_GIVEN DATA_
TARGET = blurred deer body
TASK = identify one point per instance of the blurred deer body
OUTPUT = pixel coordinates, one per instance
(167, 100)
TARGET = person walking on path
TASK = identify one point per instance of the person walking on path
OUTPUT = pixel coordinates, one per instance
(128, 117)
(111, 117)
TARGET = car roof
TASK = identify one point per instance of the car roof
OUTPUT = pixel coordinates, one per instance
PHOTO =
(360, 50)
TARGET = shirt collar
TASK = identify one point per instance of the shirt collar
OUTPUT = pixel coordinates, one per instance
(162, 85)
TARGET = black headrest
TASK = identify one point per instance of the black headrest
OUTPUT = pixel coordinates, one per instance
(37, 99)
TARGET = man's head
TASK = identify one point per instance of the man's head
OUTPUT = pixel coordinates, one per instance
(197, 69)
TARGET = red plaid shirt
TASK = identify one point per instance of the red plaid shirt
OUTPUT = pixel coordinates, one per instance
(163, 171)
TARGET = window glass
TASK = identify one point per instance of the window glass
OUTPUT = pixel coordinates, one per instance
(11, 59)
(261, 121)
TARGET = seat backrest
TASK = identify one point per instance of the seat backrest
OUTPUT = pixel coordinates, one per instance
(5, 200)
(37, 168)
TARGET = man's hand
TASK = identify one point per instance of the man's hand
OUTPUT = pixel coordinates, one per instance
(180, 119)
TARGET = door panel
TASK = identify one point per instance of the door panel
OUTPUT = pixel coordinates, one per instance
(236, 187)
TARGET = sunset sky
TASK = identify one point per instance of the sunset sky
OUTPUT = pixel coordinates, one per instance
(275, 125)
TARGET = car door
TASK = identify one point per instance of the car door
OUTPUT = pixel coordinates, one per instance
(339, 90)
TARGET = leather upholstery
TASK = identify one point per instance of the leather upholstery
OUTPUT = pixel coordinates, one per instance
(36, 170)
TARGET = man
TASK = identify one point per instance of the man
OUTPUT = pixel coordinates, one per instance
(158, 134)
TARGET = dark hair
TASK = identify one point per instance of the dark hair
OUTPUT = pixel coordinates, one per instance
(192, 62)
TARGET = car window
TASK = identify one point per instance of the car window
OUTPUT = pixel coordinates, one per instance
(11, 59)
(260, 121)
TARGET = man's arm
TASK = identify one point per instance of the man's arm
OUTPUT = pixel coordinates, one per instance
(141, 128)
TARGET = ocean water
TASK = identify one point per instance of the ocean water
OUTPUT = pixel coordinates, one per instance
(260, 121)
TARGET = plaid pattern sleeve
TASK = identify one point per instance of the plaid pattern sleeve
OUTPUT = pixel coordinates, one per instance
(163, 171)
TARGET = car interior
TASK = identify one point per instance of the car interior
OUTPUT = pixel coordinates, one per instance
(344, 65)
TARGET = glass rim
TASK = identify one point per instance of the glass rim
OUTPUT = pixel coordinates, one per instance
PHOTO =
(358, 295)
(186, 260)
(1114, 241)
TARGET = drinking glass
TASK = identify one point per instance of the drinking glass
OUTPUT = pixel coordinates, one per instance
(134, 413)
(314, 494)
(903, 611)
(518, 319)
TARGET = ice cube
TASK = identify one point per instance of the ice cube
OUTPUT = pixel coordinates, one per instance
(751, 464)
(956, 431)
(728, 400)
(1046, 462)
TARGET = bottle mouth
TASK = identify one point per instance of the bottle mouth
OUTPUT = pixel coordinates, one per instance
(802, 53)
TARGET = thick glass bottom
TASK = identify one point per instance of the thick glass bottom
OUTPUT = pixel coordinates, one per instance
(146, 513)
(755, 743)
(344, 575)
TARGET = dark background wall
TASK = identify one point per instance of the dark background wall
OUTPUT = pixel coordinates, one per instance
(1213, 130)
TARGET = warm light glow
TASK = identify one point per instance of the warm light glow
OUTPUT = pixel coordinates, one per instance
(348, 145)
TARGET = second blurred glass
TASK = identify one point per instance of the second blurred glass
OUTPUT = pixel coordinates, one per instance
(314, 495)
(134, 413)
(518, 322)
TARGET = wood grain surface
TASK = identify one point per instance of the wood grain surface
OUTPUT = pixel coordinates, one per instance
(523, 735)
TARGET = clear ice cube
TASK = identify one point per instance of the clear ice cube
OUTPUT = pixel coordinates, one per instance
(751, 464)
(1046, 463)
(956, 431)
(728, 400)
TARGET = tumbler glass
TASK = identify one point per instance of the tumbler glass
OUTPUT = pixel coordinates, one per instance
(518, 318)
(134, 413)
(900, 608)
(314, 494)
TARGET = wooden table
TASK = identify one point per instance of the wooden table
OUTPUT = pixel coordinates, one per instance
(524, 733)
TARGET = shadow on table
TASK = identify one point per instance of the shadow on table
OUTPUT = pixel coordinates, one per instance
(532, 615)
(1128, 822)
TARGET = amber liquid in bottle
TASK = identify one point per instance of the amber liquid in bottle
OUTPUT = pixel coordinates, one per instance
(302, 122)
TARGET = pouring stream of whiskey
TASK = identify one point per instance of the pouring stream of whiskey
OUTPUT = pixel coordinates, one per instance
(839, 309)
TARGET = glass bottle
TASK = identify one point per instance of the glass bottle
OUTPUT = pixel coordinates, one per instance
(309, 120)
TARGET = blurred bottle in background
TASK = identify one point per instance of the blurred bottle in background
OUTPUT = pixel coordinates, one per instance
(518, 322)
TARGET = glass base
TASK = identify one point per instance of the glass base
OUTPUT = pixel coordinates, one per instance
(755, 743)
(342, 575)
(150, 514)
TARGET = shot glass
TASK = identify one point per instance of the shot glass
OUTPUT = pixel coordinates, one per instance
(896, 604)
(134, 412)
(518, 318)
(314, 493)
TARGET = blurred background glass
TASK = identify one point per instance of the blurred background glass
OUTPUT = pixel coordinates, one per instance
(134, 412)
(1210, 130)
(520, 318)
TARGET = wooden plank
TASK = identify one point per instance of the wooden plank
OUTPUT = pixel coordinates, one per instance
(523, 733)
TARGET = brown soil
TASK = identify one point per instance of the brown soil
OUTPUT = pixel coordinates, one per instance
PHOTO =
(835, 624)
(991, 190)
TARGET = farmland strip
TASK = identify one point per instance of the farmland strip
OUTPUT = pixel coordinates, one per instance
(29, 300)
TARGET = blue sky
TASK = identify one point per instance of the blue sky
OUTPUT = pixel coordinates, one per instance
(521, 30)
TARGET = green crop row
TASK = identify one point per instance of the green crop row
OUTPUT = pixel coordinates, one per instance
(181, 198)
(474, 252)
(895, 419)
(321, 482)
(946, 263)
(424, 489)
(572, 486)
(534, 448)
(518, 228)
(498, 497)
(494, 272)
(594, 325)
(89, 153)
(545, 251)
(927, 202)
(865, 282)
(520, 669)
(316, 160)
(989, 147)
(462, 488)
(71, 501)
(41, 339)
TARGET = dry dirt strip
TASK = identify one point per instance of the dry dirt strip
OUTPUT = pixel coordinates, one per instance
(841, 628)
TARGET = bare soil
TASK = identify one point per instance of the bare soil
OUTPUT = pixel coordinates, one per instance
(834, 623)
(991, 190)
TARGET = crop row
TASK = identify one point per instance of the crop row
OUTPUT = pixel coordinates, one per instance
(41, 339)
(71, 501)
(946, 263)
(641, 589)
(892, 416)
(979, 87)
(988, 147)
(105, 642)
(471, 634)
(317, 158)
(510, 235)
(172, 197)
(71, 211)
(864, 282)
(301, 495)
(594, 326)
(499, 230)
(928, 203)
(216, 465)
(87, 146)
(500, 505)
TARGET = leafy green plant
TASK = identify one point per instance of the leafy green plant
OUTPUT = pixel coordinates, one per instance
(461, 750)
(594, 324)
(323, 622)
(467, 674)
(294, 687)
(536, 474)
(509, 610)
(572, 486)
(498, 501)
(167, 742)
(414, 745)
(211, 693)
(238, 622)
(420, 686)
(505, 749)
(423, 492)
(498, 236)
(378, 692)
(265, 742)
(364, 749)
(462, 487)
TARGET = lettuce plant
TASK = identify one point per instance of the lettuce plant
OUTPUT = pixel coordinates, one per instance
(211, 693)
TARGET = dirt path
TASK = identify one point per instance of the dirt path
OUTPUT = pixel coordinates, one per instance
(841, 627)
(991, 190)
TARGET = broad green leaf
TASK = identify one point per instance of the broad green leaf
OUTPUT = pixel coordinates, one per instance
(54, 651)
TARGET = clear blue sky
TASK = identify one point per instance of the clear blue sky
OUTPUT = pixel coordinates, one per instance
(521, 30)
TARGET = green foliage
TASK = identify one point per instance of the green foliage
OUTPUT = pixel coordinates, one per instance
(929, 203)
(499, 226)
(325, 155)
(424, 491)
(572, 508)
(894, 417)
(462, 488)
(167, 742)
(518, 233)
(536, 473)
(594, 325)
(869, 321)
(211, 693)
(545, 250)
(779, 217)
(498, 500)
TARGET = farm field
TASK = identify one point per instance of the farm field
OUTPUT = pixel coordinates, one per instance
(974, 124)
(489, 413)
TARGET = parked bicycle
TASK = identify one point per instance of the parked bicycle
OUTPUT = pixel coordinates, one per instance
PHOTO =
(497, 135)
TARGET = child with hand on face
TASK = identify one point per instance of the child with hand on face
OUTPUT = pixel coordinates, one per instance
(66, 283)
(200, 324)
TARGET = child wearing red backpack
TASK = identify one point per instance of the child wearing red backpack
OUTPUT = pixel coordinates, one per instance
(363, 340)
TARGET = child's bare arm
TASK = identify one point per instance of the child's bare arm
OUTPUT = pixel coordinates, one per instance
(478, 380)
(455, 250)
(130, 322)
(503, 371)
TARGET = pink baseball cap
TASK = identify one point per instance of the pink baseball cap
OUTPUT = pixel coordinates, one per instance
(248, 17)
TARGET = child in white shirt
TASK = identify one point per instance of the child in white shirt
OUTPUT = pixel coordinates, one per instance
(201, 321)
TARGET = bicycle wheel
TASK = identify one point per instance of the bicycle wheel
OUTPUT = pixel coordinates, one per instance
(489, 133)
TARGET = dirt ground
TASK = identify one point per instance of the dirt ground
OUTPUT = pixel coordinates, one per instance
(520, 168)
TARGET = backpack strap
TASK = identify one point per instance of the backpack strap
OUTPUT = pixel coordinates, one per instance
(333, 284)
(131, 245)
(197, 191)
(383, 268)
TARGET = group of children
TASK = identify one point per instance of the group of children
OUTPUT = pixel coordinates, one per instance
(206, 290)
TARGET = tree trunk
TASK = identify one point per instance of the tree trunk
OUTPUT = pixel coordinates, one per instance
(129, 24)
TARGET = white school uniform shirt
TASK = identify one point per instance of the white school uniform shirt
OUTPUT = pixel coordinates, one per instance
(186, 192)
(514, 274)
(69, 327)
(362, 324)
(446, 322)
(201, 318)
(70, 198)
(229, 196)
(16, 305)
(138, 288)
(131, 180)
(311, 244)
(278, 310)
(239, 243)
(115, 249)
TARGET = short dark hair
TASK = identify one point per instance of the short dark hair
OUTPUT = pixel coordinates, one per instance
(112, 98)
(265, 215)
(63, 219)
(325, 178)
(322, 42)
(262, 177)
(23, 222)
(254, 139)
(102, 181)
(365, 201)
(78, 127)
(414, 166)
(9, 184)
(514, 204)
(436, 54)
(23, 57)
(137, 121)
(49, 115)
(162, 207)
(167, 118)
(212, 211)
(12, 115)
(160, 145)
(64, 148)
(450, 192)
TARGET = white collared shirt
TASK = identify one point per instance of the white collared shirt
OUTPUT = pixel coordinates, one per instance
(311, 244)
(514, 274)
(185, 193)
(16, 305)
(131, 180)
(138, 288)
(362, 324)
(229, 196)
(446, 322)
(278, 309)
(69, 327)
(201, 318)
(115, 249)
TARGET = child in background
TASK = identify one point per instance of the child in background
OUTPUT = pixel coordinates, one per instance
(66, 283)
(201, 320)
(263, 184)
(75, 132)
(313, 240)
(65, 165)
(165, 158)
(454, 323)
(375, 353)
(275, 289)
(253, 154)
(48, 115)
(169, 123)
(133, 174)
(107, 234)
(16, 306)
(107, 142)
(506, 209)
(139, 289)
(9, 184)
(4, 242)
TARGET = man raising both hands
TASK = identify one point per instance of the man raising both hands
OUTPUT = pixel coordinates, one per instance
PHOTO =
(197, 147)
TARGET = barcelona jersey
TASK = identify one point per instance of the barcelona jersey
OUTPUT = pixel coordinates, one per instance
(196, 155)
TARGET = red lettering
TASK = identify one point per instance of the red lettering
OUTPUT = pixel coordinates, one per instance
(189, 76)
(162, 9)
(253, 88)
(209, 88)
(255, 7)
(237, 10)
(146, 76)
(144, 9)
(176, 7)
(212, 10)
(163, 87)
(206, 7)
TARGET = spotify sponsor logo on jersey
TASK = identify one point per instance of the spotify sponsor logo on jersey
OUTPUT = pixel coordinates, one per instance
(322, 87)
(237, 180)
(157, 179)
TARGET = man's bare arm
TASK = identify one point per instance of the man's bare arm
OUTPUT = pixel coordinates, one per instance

_EXERCISE OBJECTIVE_
Write out everything from the line containing "TARGET = man's bare arm" down through the end of the material, both ends included.

_RESULT FOR THIS EXERCISE_
TARGET = man's bare arm
TASK = identify one point per instance of the man's bare arm
OUTPUT = pixel coordinates, one per instance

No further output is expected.